Try it. Starting with the line that contains "Exercise. Locate the riverbank" and stopping after the line that contains "Exercise. Locate the house", copy the entries below exactly. Include nothing else.

Dataset records START

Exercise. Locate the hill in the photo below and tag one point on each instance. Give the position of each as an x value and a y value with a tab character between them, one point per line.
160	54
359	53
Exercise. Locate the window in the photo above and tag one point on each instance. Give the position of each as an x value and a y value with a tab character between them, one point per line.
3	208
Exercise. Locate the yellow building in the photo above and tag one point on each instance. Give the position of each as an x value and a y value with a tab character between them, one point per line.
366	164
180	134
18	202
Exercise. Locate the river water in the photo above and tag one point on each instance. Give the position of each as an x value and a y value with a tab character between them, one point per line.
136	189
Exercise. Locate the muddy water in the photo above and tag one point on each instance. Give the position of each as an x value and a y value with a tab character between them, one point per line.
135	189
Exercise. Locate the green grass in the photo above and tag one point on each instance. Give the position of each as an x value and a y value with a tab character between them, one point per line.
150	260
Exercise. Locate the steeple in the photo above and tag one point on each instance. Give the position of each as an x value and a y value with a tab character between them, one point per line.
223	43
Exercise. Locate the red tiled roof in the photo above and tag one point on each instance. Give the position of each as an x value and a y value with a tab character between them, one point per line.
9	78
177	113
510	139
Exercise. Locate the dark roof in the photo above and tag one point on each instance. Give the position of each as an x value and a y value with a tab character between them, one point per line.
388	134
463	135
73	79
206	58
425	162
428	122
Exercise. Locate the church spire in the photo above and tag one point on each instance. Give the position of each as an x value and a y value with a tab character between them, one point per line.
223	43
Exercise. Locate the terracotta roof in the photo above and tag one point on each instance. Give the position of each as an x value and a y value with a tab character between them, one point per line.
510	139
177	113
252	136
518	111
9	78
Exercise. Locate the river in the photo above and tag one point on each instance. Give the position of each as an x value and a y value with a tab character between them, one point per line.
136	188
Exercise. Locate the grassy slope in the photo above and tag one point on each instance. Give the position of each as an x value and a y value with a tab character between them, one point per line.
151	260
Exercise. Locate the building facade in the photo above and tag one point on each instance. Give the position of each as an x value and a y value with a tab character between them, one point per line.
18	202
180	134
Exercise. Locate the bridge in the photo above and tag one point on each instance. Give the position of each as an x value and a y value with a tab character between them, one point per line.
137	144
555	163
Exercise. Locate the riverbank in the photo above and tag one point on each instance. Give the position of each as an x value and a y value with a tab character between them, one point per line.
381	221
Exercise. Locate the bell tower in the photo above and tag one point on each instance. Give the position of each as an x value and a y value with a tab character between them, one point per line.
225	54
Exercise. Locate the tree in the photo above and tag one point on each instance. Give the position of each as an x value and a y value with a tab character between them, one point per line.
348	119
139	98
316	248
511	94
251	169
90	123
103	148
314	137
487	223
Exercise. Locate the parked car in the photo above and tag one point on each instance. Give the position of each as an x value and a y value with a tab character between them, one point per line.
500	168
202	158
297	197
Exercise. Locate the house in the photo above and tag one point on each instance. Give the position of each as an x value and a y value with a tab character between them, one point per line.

Dataset records END
Dataset records START

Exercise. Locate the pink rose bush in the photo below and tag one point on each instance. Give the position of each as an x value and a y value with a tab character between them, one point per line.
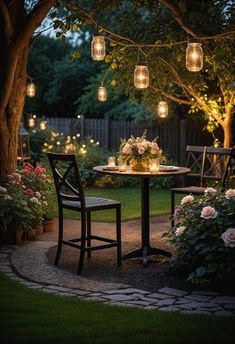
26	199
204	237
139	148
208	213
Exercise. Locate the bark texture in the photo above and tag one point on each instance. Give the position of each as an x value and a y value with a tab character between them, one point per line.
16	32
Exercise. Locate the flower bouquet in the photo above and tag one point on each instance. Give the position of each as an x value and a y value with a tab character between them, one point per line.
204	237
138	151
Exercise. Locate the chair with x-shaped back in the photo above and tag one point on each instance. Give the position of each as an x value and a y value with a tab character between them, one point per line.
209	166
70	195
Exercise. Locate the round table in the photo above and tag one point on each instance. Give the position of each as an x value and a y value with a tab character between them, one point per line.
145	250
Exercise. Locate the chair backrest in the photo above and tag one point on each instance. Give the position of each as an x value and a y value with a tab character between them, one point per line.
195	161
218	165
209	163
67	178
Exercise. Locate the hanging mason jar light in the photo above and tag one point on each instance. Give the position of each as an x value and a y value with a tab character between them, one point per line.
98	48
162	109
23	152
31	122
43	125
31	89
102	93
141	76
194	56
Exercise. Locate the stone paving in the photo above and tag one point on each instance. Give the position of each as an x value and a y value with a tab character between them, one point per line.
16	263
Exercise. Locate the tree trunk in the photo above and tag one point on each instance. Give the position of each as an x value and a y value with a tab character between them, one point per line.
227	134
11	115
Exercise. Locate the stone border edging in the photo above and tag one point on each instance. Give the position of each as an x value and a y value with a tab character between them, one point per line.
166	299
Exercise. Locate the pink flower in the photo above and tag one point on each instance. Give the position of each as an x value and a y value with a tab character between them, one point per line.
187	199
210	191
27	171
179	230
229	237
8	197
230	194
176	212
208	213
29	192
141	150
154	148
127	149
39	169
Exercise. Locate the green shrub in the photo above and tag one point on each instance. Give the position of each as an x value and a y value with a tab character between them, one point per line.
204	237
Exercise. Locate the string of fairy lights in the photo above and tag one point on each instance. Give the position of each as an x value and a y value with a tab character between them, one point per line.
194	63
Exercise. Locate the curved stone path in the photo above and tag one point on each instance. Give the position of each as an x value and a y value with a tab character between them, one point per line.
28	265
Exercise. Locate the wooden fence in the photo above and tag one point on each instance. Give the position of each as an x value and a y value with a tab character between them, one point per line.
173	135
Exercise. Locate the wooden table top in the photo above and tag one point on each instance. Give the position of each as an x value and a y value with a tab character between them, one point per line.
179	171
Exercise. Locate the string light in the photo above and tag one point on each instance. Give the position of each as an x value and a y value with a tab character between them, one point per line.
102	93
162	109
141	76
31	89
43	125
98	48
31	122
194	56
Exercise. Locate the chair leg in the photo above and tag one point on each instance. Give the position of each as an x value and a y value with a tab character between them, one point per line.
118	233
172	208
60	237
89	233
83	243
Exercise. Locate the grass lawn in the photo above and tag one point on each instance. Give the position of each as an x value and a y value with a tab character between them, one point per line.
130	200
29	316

Dataset records END

Solution.
Exercise. Locate the riverbank in the photo above and tag one point on each instance. Give the position of each as an x value and a y value with a tab character between them, one point per line.
381	221
Exercise. Locate the bell tower in the photo above and tag one point on each instance. Give the position of each as an x value and a y value with a tab character between them, one point per line.
225	54
Exercise. Locate the tree in the photo above and tag one point on each instance. Give the position of each as an x value and a y value with a tab character between them, one point per line.
348	119
139	98
316	248
511	94
251	169
90	123
103	148
314	137
487	223
Exercise. Locate the parked car in the photo above and tag one point on each instance. Give the position of each as an x value and a y value with a tab character between them, one point per line.
500	168
202	158
297	197
Exercise. Locate the house in the photo above and tag one point on each instance. Give the position of each as an x value and a y value with a tab character between them, one point per line.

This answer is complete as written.